──────── Source information ────────

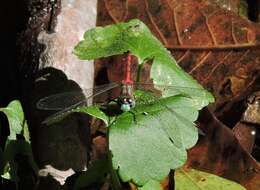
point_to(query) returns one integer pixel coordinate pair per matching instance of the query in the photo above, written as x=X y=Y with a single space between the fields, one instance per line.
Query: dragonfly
x=65 y=102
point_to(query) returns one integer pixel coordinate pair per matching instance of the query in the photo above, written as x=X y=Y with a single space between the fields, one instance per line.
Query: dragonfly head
x=126 y=103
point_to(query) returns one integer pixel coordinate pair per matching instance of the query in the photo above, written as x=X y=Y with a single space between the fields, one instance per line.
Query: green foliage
x=151 y=185
x=152 y=138
x=192 y=179
x=146 y=146
x=13 y=144
x=135 y=36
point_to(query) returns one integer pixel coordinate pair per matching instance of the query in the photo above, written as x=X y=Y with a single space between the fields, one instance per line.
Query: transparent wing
x=70 y=100
x=170 y=90
x=200 y=96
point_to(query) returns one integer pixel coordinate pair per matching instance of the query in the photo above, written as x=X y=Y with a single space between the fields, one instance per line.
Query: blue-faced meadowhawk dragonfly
x=67 y=101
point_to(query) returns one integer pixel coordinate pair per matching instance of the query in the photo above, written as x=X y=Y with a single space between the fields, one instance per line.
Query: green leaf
x=14 y=146
x=93 y=111
x=134 y=36
x=146 y=146
x=15 y=118
x=191 y=179
x=151 y=185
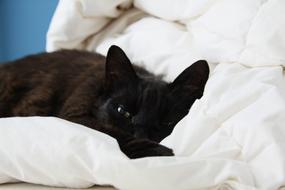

────────

Set down, word for word, only the lines running from the line with "Query: green foliage" through the final line of the entries above, omitting all pictures.

Query: green foliage
x=151 y=185
x=152 y=138
x=192 y=179
x=146 y=146
x=13 y=144
x=135 y=36
point_to(query) returns one integer pixel coordinate pair per matching instance of the query in the photo above, written as x=X y=Y with a single space between the fields, one instance per line.
Query: transparent wing
x=70 y=100
x=170 y=90
x=200 y=96
point_to(query) returns one integer pixel coordinate pair per matching instance of the query in the photo above, written as x=X y=Y with a single space between the fields, one instance per line.
Query: blue-faced meadowhawk dragonfly
x=67 y=101
point_to(query) returns one integer pixel coordinate pair per matching instance of the query in the photo above, written as x=X y=Y with a single space between the fields, one instance per line.
Query: green leaf
x=14 y=146
x=93 y=111
x=134 y=36
x=146 y=146
x=15 y=118
x=191 y=179
x=151 y=185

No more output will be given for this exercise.